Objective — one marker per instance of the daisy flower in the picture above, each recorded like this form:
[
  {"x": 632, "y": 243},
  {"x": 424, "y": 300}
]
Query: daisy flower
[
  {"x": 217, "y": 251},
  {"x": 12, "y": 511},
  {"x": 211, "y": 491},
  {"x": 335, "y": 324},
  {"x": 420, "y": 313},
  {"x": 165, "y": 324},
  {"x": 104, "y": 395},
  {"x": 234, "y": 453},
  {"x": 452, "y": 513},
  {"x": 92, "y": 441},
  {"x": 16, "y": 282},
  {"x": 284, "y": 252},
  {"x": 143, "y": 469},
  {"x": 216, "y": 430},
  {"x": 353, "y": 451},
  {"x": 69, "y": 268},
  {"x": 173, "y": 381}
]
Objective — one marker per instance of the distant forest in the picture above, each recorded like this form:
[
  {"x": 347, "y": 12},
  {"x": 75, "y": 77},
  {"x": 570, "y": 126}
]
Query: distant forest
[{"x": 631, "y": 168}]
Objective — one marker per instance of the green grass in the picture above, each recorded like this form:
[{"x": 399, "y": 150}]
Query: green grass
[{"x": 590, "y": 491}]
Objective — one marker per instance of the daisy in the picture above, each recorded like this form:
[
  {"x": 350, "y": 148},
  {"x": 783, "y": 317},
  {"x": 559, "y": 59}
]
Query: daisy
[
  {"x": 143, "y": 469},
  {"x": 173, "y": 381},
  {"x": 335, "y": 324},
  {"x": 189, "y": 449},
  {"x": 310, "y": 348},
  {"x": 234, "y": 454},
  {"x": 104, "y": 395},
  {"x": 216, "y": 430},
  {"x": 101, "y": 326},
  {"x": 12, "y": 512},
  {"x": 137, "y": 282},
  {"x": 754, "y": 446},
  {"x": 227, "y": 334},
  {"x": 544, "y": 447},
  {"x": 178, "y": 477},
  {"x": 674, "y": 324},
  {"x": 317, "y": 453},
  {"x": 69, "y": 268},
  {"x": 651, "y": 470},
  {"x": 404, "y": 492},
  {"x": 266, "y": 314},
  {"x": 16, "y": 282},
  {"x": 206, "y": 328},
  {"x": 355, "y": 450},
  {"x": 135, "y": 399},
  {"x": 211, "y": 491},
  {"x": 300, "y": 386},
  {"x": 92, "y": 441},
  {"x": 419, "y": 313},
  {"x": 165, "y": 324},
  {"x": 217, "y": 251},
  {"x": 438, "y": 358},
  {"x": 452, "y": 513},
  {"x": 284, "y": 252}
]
※ ※ ※
The problem
Your task is to return the full listing exactly as it was given.

Answer below
Objective — one marker per instance of the daisy flower in the picture above, each recorded like this form:
[
  {"x": 632, "y": 243},
  {"x": 424, "y": 300}
]
Query: daisy flower
[
  {"x": 217, "y": 251},
  {"x": 12, "y": 511},
  {"x": 211, "y": 491},
  {"x": 335, "y": 324},
  {"x": 420, "y": 313},
  {"x": 165, "y": 324},
  {"x": 104, "y": 395},
  {"x": 234, "y": 453},
  {"x": 452, "y": 513},
  {"x": 92, "y": 441},
  {"x": 16, "y": 282},
  {"x": 284, "y": 252},
  {"x": 143, "y": 469},
  {"x": 216, "y": 430},
  {"x": 353, "y": 451},
  {"x": 69, "y": 268},
  {"x": 173, "y": 381}
]
Objective — one marker per instance of the distant forest in the picture above, each recorded like this form:
[
  {"x": 347, "y": 12},
  {"x": 75, "y": 77},
  {"x": 570, "y": 126}
]
Query: distant forest
[{"x": 631, "y": 168}]
Objective — one marker per instance of the green grass in the picture above, each recorded like this form:
[{"x": 399, "y": 150}]
Query: green grass
[{"x": 590, "y": 491}]
Objective — one marker per instance of the daisy in the picture above, each recorded like this form:
[
  {"x": 350, "y": 148},
  {"x": 783, "y": 317},
  {"x": 559, "y": 59}
]
Query: daisy
[
  {"x": 143, "y": 469},
  {"x": 173, "y": 381},
  {"x": 335, "y": 324},
  {"x": 189, "y": 449},
  {"x": 310, "y": 348},
  {"x": 234, "y": 454},
  {"x": 104, "y": 395},
  {"x": 216, "y": 430},
  {"x": 101, "y": 326},
  {"x": 12, "y": 512},
  {"x": 137, "y": 282},
  {"x": 754, "y": 446},
  {"x": 227, "y": 334},
  {"x": 544, "y": 447},
  {"x": 178, "y": 477},
  {"x": 674, "y": 324},
  {"x": 317, "y": 453},
  {"x": 69, "y": 268},
  {"x": 651, "y": 470},
  {"x": 404, "y": 492},
  {"x": 266, "y": 314},
  {"x": 16, "y": 282},
  {"x": 206, "y": 328},
  {"x": 355, "y": 450},
  {"x": 135, "y": 399},
  {"x": 211, "y": 491},
  {"x": 300, "y": 386},
  {"x": 92, "y": 441},
  {"x": 419, "y": 313},
  {"x": 165, "y": 324},
  {"x": 217, "y": 251},
  {"x": 438, "y": 358},
  {"x": 452, "y": 513},
  {"x": 284, "y": 252}
]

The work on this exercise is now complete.